Source extract:
'''

Storing XML in ORDBMS

Storing XML in ORDBMS

By Amine Kaddara

Supervisor: Dr Hachim Haddouti

Introduction

Object-Relational databases and XML

Object-Relational databases: Definition
Storing XML in ORDBMS: Motivation

Mapping XML to ORDBMS

Introduction

Mapping Schemas
Mapping DTD’s to Object schemas
Mapping Object schemas to Object relational database schema

Mapping Complex Content Models
Mapping Sequences and Choices
Mapping Repeated Children
Mapping Subgroups
Mapping Single-Valued and Multi-Valued Attributes
Mapping ID/IDREF(S) Attributes

Generating Schema
Generating Relational Database Schema from DTDs
Generating DTDs from Database Schema

Related Technologies

Querying XML in ORDBMS
Java DOM
Java Data Objects

Introduction

In this paper, I will discuss a storage system based on Object-Relational DBMS for XML. First, I give an introduction explaining the Object-Relational database technology. Then I will move to explain different motivations behind storing XML in the O-R database management systems. For this purpose, we first analyze the mapping from XML document structures( DTD’s in this case) to Object schema and from the object schema to the Object–Relational database schema. Then, based on the DTD structure , we will understand how the mapping is executed on the different components of the DTD document . The following part will be an introduction of the JDOM(Java DOM) and the JDO(Java Document Objects) API’s.

Object-Relational databases and XML

Object-Relational databases: Definition

Object-relational database management systems combine object and relational technology. These systems puts an object oriented front end on a relational database (RDBMS). Programs that are based on an object oriented programming languages interface to this database as if the data is stored as objects. However, the system will convert these objects into data tables, rows and columns. It will then handle the data in the same way as it handles a relational database.

In the process of retrieving the data, it must be reassembled again from simple data into complex objects. The main benefit to this type of database lies in the fact that the software to convert the object data between a RDBMS format and object database format is provided. Therefore it is not necessary for programmers to write code to convert between the two formats and database access is easy from an object oriented computer language.

b. Storing XML in ORDBMS: Motivation

It is widely accepted that XML will be the standard for documents having structural information on the Web. The number of documents and applications that require manipulation of large set of data is growing. Therefore an efficient managing and storing of these XML documents is required. There exist several types of XML storage systems, but most of them use relational DBMSs. Storing XML documents as database records requires a specification of the mapping from the document structures to database schema. Most commercial DBMSs provide such specification languages, but the languages are proprietary and limited to specifying a mapping to relational databases only. Database vendors today offer hybrid systems that combine their relational DBMS and the Object Relational technology as part of the same product. Another important aspect about ORDBMS is that they allow a more expressive type system which coincides with the purpose of XML (user-defined tags => representation of real-world entities).

'''

Given exercise 1: State how many lines in the entries below contain the string "westminster".

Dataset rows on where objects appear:
'''

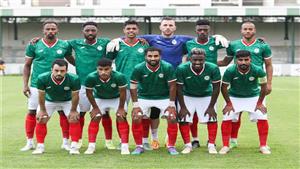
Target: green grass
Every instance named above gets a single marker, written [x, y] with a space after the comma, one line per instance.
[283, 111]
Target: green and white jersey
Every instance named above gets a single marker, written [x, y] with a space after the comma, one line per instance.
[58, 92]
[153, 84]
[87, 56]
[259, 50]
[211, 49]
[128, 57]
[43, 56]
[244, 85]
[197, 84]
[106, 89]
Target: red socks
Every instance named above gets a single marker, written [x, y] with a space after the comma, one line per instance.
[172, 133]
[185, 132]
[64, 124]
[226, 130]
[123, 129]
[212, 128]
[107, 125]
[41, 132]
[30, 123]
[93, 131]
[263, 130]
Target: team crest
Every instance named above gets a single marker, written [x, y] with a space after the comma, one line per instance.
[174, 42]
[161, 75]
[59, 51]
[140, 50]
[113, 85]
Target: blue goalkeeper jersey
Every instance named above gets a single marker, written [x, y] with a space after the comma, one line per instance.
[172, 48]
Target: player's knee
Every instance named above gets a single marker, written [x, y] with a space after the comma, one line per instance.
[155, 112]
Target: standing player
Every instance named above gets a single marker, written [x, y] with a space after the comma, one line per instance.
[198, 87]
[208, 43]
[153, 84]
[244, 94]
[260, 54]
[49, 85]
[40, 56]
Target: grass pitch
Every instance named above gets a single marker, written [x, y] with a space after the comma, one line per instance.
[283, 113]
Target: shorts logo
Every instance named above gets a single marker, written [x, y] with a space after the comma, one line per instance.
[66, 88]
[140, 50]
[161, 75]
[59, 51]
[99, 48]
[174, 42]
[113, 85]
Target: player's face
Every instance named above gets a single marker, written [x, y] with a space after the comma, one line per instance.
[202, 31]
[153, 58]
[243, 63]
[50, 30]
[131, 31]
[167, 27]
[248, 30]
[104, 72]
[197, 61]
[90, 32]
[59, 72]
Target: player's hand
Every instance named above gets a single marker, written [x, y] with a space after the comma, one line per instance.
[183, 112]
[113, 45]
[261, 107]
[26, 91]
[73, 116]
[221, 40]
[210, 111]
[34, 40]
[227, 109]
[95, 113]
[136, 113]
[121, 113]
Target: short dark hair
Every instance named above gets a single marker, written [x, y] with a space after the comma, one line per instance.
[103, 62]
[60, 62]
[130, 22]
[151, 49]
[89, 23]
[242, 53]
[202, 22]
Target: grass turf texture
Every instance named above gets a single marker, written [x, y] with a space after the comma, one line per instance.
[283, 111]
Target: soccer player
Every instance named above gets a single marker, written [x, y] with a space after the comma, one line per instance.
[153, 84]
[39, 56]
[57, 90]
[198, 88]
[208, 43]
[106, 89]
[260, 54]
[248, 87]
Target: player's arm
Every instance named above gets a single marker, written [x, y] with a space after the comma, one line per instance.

'''
'''

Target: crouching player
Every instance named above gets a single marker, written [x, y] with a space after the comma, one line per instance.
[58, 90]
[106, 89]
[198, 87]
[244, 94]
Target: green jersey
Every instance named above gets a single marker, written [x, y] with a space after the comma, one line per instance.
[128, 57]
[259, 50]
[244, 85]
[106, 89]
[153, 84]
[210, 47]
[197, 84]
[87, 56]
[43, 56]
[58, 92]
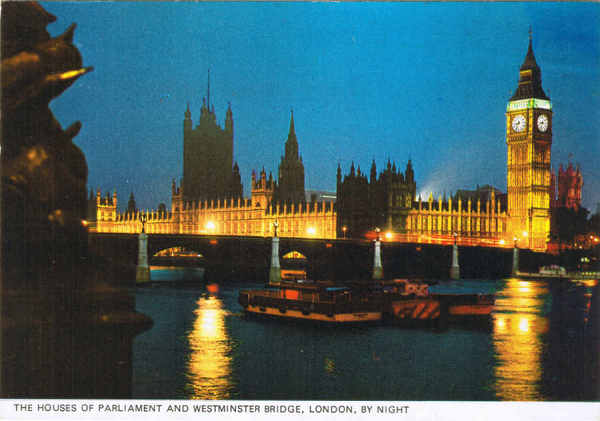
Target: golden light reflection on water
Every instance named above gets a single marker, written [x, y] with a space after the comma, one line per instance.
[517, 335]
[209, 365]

'''
'''

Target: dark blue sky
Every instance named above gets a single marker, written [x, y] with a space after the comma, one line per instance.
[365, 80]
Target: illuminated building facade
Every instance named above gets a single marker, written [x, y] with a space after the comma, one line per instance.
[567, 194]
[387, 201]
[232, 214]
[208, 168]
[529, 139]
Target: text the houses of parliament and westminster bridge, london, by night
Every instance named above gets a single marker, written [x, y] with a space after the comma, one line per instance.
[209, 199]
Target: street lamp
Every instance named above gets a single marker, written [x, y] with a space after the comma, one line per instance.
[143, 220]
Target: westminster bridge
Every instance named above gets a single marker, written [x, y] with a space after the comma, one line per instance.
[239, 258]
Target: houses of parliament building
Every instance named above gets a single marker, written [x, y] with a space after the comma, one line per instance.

'''

Given exercise 2: According to the text on storing XML in ORDBMS, what two technologies do object-relational database management systems combine?

Full response 1: 2

Full response 2: Object technology and relational technology.